**WHAT NEEDS TO BE DONE**
In the records below, find the line containing "Pick out each instance of the suit"; restate it and every later line word for word, through the last.

[Start of section]

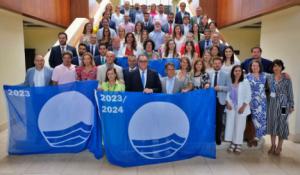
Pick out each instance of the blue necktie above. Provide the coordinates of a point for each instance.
(143, 78)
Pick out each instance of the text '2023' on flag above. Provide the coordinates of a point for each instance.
(54, 119)
(140, 129)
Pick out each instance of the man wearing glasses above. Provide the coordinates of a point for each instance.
(143, 79)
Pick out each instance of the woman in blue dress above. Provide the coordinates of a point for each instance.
(258, 104)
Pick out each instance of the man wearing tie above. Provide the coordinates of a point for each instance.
(148, 25)
(206, 43)
(93, 47)
(132, 66)
(101, 70)
(171, 84)
(101, 59)
(143, 79)
(221, 83)
(55, 57)
(168, 28)
(78, 59)
(197, 19)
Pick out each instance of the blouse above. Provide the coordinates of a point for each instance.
(118, 87)
(83, 74)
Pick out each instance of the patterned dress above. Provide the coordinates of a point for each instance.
(281, 100)
(258, 104)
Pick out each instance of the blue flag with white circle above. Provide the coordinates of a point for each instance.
(140, 129)
(53, 119)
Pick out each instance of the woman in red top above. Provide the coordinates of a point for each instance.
(88, 70)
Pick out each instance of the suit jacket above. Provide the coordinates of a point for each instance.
(224, 82)
(194, 20)
(96, 50)
(55, 57)
(135, 83)
(149, 27)
(101, 73)
(178, 17)
(111, 24)
(178, 85)
(202, 45)
(29, 79)
(75, 61)
(97, 60)
(165, 28)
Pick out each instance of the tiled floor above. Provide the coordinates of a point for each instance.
(255, 162)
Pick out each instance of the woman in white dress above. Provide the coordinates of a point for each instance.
(237, 109)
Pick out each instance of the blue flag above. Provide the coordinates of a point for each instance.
(141, 129)
(157, 65)
(53, 119)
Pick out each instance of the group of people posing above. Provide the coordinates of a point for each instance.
(256, 88)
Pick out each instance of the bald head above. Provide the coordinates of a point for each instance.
(39, 62)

[End of section]

**FINAL ANSWER**
Pick out each instance of the suit jacket above. Provide the coordinates of a point for each instance.
(224, 82)
(194, 20)
(96, 50)
(55, 57)
(135, 83)
(149, 27)
(101, 73)
(178, 17)
(111, 24)
(178, 85)
(202, 45)
(29, 79)
(75, 61)
(97, 60)
(165, 28)
Pick out each instance of the tiled floor above. Provide the coordinates of a point for each instance.
(255, 162)
Pick out each instance of the woman in white dress above. Provide the coordinates of a point for each instance.
(237, 109)
Pick out each instance of the blue flag above. Provide the coordinates of a point for each instance.
(141, 129)
(157, 65)
(53, 119)
Pick out each instance of the group of people posing above. Provide the coordinates of a point for each instance.
(256, 88)
Pick out each instance of the bald head above. Provide the coordinates of a point for each instance.
(39, 62)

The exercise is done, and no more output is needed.